What is expected - Without any images, write the data out exactly as it appears.

Saved entries

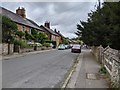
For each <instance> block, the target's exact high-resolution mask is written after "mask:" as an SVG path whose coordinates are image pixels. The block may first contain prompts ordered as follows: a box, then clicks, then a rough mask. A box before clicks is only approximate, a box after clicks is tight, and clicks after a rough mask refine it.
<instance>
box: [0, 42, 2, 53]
mask: <svg viewBox="0 0 120 90" xmlns="http://www.w3.org/2000/svg"><path fill="white" fill-rule="evenodd" d="M0 55H2V44H1V43H0Z"/></svg>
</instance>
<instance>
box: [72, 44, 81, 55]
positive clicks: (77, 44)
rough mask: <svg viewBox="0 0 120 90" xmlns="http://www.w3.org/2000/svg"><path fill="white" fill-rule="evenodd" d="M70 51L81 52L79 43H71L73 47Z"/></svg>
mask: <svg viewBox="0 0 120 90" xmlns="http://www.w3.org/2000/svg"><path fill="white" fill-rule="evenodd" d="M71 52H76V53H81V45H79V44H75V45H73V47H72V48H71Z"/></svg>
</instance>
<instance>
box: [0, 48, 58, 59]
mask: <svg viewBox="0 0 120 90" xmlns="http://www.w3.org/2000/svg"><path fill="white" fill-rule="evenodd" d="M52 50H56V49H49V50H41V51H33V52H25V53H14V54H11V55H5V56H1V58H2V60H9V59H12V58H18V57H23V56H26V55H30V54H38V53H42V52H47V51H52Z"/></svg>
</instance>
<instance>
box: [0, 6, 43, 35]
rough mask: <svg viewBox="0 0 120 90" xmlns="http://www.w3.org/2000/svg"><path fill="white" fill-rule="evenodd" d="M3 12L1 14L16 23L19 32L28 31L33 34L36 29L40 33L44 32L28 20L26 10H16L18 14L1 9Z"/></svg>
mask: <svg viewBox="0 0 120 90" xmlns="http://www.w3.org/2000/svg"><path fill="white" fill-rule="evenodd" d="M0 9H1V12H0V14H2V15H4V16H6V17H8V18H10V19H11V20H12V21H14V22H15V23H16V24H17V27H18V31H23V32H25V31H28V32H29V33H30V34H31V29H32V28H33V29H36V30H38V31H40V32H43V30H42V29H41V28H40V27H39V26H38V25H37V24H36V23H35V22H34V21H32V20H30V19H28V18H26V13H25V9H24V8H20V7H19V8H18V9H16V13H14V12H11V11H9V10H7V9H5V8H3V7H0Z"/></svg>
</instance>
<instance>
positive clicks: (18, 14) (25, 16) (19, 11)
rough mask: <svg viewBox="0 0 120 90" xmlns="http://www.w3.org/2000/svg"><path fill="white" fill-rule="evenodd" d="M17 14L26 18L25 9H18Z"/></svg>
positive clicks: (24, 17) (16, 11) (17, 10)
mask: <svg viewBox="0 0 120 90" xmlns="http://www.w3.org/2000/svg"><path fill="white" fill-rule="evenodd" d="M16 14H18V15H20V16H22V17H23V18H26V14H25V9H24V8H23V7H22V8H20V7H19V8H18V9H16Z"/></svg>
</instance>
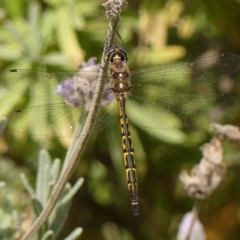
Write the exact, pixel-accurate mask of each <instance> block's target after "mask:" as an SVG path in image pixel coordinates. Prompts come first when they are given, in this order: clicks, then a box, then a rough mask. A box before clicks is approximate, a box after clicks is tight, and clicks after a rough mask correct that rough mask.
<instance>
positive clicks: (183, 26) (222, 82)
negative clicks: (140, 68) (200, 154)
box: [0, 0, 240, 240]
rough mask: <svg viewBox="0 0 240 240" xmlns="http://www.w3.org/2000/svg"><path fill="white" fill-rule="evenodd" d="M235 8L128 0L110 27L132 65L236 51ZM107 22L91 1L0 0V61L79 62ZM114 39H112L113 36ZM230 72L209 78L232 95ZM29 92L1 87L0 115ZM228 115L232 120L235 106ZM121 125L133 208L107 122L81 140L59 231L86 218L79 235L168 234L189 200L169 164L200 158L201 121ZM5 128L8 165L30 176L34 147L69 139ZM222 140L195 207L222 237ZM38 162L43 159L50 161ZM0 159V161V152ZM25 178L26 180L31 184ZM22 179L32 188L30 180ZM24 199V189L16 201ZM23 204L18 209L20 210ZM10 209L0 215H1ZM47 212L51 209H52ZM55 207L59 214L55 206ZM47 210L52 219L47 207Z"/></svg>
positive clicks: (147, 65)
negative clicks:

Exercise result -
For each <instance> block, the target's exact high-resolution mask is written after "mask:" as an SVG path whose coordinates are image pixels. The block may first contain prompts ordered as follows: a box, then clicks, then a rough mask. A box before clicks is only approximate, a box after clicks is tight, and clicks after a rough mask refine it.
<instance>
box: [0, 42, 2, 53]
mask: <svg viewBox="0 0 120 90" xmlns="http://www.w3.org/2000/svg"><path fill="white" fill-rule="evenodd" d="M0 55H2V44H1V43H0Z"/></svg>
</instance>
<instance>
box: [72, 44, 81, 55]
positive clicks: (77, 44)
rough mask: <svg viewBox="0 0 120 90" xmlns="http://www.w3.org/2000/svg"><path fill="white" fill-rule="evenodd" d="M70 51L81 52L79 43H71L73 47Z"/></svg>
mask: <svg viewBox="0 0 120 90" xmlns="http://www.w3.org/2000/svg"><path fill="white" fill-rule="evenodd" d="M71 52H76V53H81V45H79V44H75V45H73V47H72V48H71Z"/></svg>
</instance>
<instance>
box: [0, 48, 58, 59]
mask: <svg viewBox="0 0 120 90" xmlns="http://www.w3.org/2000/svg"><path fill="white" fill-rule="evenodd" d="M52 50H56V49H49V50H41V51H33V52H25V53H14V54H11V55H5V56H1V58H2V60H9V59H12V58H18V57H23V56H26V55H30V54H38V53H42V52H47V51H52Z"/></svg>
</instance>
<instance>
box: [0, 6, 43, 35]
rough mask: <svg viewBox="0 0 120 90" xmlns="http://www.w3.org/2000/svg"><path fill="white" fill-rule="evenodd" d="M3 12L1 14L16 23L19 32L28 31L33 34L36 29L40 33L44 32L28 20L26 10H16L18 14L1 9Z"/></svg>
mask: <svg viewBox="0 0 120 90" xmlns="http://www.w3.org/2000/svg"><path fill="white" fill-rule="evenodd" d="M0 9H1V12H0V14H2V15H4V16H6V17H8V18H10V19H11V20H12V21H14V22H15V23H16V24H17V27H18V31H23V32H25V31H28V32H29V33H30V34H31V29H32V28H33V29H36V30H38V31H40V32H43V30H42V29H41V28H40V27H39V26H38V25H37V24H36V23H35V22H34V21H32V20H30V19H28V18H26V13H25V9H24V8H20V7H19V8H18V9H16V13H14V12H11V11H9V10H7V9H5V8H3V7H0Z"/></svg>
</instance>
<instance>
positive clicks: (18, 14) (25, 16) (19, 11)
rough mask: <svg viewBox="0 0 120 90" xmlns="http://www.w3.org/2000/svg"><path fill="white" fill-rule="evenodd" d="M17 14L26 18L25 9H18Z"/></svg>
positive clicks: (24, 17) (16, 11) (17, 10)
mask: <svg viewBox="0 0 120 90" xmlns="http://www.w3.org/2000/svg"><path fill="white" fill-rule="evenodd" d="M16 14H18V15H20V16H22V17H23V18H26V14H25V9H24V8H23V7H22V8H20V7H19V8H18V9H16Z"/></svg>
</instance>
Write the exact, pixel-accurate mask of each <instance> block's target after "mask:" as an SVG path in image pixel coordinates. Prompts come first when they are given, in this order: clicks, then a box, then a rough mask. A box before clicks is approximate, a box after clicks is tight, and clicks after a rough mask correct that rough mask.
<instance>
positive clicks: (183, 26) (222, 82)
negative clicks: (140, 68) (200, 154)
box: [0, 0, 240, 240]
rough mask: <svg viewBox="0 0 240 240" xmlns="http://www.w3.org/2000/svg"><path fill="white" fill-rule="evenodd" d="M235 8L128 0L110 27L132 65L236 51ZM107 22L91 1L0 0V61L79 62ZM114 39H112L113 36ZM230 72L209 78L232 95ZM29 92L1 87L0 115ZM228 115L232 120L235 106ZM121 125L133 208L107 122L81 140L59 231L86 218L79 235L168 234L189 200L169 164L200 158L201 121ZM5 128L8 165L30 176L34 147L69 139ZM222 140L195 207L222 237ZM38 162L43 159L50 161ZM0 159V161V152ZM25 178L26 180L31 184ZM22 179L32 188L30 180ZM24 199V189L16 201ZM23 204L18 209L20 210ZM10 209L0 215H1ZM47 212L51 209H52ZM55 207L59 214L55 206ZM47 210L52 219L47 207Z"/></svg>
positive clicks: (147, 65)
negative clicks:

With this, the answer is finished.